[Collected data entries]
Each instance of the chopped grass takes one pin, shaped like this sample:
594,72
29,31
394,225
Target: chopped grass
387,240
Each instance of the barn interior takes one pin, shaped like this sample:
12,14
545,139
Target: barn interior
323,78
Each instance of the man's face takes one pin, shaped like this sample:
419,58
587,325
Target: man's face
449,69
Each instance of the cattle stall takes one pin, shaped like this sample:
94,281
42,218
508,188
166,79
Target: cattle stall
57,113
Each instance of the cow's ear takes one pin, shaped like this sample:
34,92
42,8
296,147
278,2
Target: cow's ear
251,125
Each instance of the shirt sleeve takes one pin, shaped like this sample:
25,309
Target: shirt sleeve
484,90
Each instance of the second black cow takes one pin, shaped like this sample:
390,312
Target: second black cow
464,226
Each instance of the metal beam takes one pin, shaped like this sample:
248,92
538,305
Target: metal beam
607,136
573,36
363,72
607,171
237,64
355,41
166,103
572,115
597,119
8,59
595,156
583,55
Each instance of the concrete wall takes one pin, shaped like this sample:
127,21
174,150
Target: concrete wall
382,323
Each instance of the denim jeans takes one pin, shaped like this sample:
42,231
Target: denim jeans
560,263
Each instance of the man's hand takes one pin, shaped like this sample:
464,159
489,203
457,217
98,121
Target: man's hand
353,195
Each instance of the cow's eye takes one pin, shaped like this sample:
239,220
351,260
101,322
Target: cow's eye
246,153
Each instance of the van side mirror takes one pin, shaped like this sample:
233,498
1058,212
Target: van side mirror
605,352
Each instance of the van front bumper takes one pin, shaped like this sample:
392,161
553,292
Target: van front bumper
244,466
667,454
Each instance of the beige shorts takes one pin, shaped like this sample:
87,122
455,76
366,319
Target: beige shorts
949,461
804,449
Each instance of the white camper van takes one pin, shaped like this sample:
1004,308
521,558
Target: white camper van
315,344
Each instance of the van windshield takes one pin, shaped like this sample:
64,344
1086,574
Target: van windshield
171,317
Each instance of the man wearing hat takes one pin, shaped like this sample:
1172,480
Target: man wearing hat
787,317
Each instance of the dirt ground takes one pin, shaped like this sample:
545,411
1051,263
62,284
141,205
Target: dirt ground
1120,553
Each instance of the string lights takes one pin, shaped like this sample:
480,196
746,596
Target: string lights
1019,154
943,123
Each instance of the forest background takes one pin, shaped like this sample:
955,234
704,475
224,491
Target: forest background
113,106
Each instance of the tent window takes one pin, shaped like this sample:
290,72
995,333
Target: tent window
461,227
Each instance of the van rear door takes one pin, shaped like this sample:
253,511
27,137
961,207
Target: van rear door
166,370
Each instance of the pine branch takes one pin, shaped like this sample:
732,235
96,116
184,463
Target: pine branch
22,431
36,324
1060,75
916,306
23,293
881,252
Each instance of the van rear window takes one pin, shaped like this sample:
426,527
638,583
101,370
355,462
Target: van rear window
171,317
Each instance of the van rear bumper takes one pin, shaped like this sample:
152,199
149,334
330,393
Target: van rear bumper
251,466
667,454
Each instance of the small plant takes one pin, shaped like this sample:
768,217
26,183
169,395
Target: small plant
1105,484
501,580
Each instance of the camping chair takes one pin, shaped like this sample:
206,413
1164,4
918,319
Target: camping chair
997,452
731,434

Instructions for the task>
Print all entries again, exactly.

Completed exercise>
Each instance of the chopped grass takes one pin, shaped like this sample:
594,72
29,31
394,225
Target: chopped grass
387,240
Each instance of the barn interior takes one pin, shaped like this sample:
12,14
545,139
Target: barn interior
323,78
Each instance of the man's face takes one pin, shaped like this sample:
419,58
587,325
Target: man's face
449,69
Each instance of the cattle stall takes one pin, shaped like this sample:
94,281
42,218
508,188
166,79
Target: cattle stall
57,113
Each instance of the cow's ear takes one pin, shaped like this sample:
34,92
42,8
296,147
278,2
Target: cow's ear
251,125
Each instance of the shirt sleeve takes one pin, shaped like this sample:
25,309
Target: shirt sleeve
484,90
Each instance of the second black cow takes one pin, shaped like this sample:
390,312
Target: second black cow
464,226
Each instance of the metal beam takes one pin, shaped like this sample:
248,92
538,305
Target: metal beam
607,136
573,36
363,72
607,171
237,64
355,41
166,103
572,115
597,119
8,59
595,156
583,55
Each instance of the concrete wall takes one pin, shaped like this sample:
127,21
174,150
Target: concrete wall
382,323
Each instance of the denim jeans takes one pin, shaped like this sample:
42,231
Target: denim jeans
560,263
Each instance of the man's hand takes one pin, shaped like this sample:
464,159
489,203
457,217
98,121
Target: man's hand
353,195
Each instance of the cow's eye takes one pin, shaped like this sample:
239,220
351,260
101,322
Target: cow's eye
246,153
Each instance of the van side mirror takes one pin, shaped like this sample:
233,498
1058,212
Target: van side mirror
605,352
Each instance of the van front bumper takes one pin, shaped like this sample:
392,161
553,292
Target: van front bumper
244,466
667,454
Each instance of the beige shorts takes one pin, shaped like this sample:
87,122
455,76
366,319
Target: beige shorts
949,461
804,449
Each instance of the white camper van takes one pin, shaped like this sample:
1004,308
521,558
Target: white camper van
315,344
Each instance of the van windshield takes one pin, shaped like this sample:
64,344
1086,574
Target: van windshield
171,317
Each instance of the man wearing hat takes one pin, shaped like this sample:
1172,480
Target: man wearing hat
787,317
Each instance of the dirt ground takes one pin, shaped like this sample:
545,411
1051,263
62,284
141,205
Target: dirt ground
1120,553
Each instance of the string lights takes one pin, shaped like this sample:
480,196
746,596
Target: string lights
1019,154
943,123
Each instance of the forest background takes one pin, shaped like this sample:
955,234
704,475
224,491
Target: forest background
113,106
Each instance of the tent window takes one pin, shaped like this sample:
290,72
995,333
Target: tent window
461,227
Each instance of the van rear door takes one pin, shaped like this sample:
253,511
27,137
961,207
Target: van rear door
166,370
Each instance of the pine branch takes one pin, shaped like this sample:
732,235
96,116
184,463
Target: pine branch
22,431
36,324
1060,75
916,306
23,293
881,252
Each instance of the van rear window takes one pin, shaped like this sample:
426,527
638,583
101,370
355,462
Target: van rear window
171,317
Each instance of the van rear bumper takes one pin, shaped like this sample:
152,199
149,334
330,393
Target: van rear bumper
251,466
667,454
Each instance of the small plant takes one pin, shaped like this sample:
768,217
26,183
169,395
Target: small plant
1105,484
501,580
Each instance of the camping chair takes one pin, shaped like this sample:
206,413
1164,4
918,319
Target: camping chair
997,452
731,434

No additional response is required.